Autres cultures sous contrat, la production de semences, avec respectivement 20 hectares de tournesol et de colza. « Si le contrat est rempli, on connaît à l'avance les résultats escomptés », explique Franck.

 

 

Garantir 20 à 30 % au prix moyen

Il reste 270 hectares de cultures en conventionnel, dont 50 hectares de prairies naturelles, 80 à 100 hectares de blé dur, 50 à 80 hectares de maïs et 20 à 30 hectares de tournesol.

Pour les cultures en conventionnel, le Gaec a créé une autre entreprise en raison de la règle des doublons, qui ne permet pas à une exploitation de cultiver à la fois du bio et du conventionnel pour la même espèce.

_ _ _ _ _ _ _

Exercices proposés:
• A. D'après l'extrait présenté, quelle règle a conduit le Gaec à créer une autre entreprise pour ses cultures en conventionnel ?
• B. Poursuivez l'extrait consacré aux cultures du Gaec en reprenant juste après sa dernière phrase.

Données enregistrées:
_ _ _ _ _ _ _

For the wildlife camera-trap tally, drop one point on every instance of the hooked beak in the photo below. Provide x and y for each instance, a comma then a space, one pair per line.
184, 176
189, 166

_ _ _ _ _ _ _

Réponses attendues:
• A. La règle des doublons, qui interdit à une exploitation de cultiver à la fois du bio et du conventionnel pour la même espèce.

• B.
« Au niveau de la commercialisation en conventionnel, nous vendons 20 à 30 % des maïs et tournesol avant récolte. Pour le blé dur, la coopérative propose des contrats à trois ans, sur lesquels on engage 15 à 20 % de la production », indique Franck Bluteau. Les céréales et oléagineux conventionnels engagés en prix de campagne à la coopérative assurent au Gaec un prix minimum et de la visibilité sur les marges.

Le reste des cultures en conventionnel, qui n'est pas engagé au prix moyen, est écoulé en cours de campagne en fonction de la rentabilité de l'exploitation et des coûts de production.

Se construire un tunnel de prix

Pour gérer leurs coûts, Franck et ses associés travaillent avec leur centre de gestion pour déterminer un niveau de résultat optimal et minimal. L'objectif de ces estimations est de payer leurs charges et se rémunérer au plus juste dans le cas du minimum, voire d'investir avec une marge de sécurité sur le scénario optimal. Ils se construisent ainsi un tunnel de prix en fonction de leurs charges.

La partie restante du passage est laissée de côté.